■ EXERCISE PROMPT
Take from the material every line that contains the word "Return".

[Start of section]

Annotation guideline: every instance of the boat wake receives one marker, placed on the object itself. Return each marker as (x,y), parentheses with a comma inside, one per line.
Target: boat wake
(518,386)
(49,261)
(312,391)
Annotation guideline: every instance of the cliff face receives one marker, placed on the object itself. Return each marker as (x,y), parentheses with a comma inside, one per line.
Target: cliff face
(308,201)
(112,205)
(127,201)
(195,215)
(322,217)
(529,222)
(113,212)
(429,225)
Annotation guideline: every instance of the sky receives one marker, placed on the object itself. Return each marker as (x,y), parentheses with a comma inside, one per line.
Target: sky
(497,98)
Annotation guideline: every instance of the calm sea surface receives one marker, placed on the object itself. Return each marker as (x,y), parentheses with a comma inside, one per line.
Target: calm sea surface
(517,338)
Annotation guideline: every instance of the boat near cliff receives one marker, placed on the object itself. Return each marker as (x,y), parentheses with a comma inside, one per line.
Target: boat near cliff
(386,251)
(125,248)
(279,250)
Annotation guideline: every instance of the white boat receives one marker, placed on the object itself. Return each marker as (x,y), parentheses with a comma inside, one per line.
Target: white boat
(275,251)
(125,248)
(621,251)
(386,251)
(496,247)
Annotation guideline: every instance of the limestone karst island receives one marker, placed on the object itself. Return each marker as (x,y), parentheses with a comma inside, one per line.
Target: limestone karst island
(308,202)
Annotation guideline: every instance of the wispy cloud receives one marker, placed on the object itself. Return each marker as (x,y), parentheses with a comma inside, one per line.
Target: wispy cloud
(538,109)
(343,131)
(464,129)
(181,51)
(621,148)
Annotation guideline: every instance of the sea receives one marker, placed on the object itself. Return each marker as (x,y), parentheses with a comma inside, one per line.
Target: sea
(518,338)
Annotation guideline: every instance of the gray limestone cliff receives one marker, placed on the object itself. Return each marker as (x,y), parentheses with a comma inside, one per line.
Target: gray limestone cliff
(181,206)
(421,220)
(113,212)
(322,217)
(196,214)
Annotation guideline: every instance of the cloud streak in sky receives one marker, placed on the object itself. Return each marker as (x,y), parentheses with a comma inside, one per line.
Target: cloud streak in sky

[End of section]

■ SOLUTION TO THIS TASK
Annotation guideline: every instance of the boat wake receives one marker, placed on the object itself. Return each marker as (x,y), parentheses with a comma inside, one per line.
Annotation guideline: every instance of the cliff face receives one marker, placed on the object itself. Return each marker as (x,y), parentheses with a comma inside, one per line.
Annotation guideline: every instance of the sky receives one marker, placed on the object itself. Return each marker as (x,y), parentheses with a comma inside, one per line.
Annotation guideline: every instance of the calm sea surface receives one marker, placed on the object itself. Return each marker as (x,y), parentheses with a comma inside, one per line.
Annotation guideline: every instance of the boat near cliff receives one marker, placed on the object itself. Return each marker as (x,y), parentheses with a comma inside, one per line.
Annotation guideline: every instance of the white boat receives one marker, placed on the object itself. Return each marker as (x,y), parentheses with a comma inside, one per line.
Annotation guideline: every instance of the limestone karst island receives one marker, placed on the object itself. Return each marker as (x,y), parentheses with a comma inside, one per line.
Annotation guideline: every instance of the wispy cloud receives one marker, placed on the object itself. Return each marker as (x,y), parentheses with a comma inside, one per line.
Annotation guideline: every instance of the sea receives one marker, placed on the object itself. Return each marker as (x,y), parentheses with a comma inside, one per line.
Annotation guideline: every instance of the gray limestone cliff receives one marker, placed on the object itself. Return each marker as (x,y), parentheses with a comma inside, one per line.
Annotation guideline: every instance of the cloud streak in sky receives one marker, placed on the object itself. Return each marker as (x,y), parentheses with a comma inside, one per line.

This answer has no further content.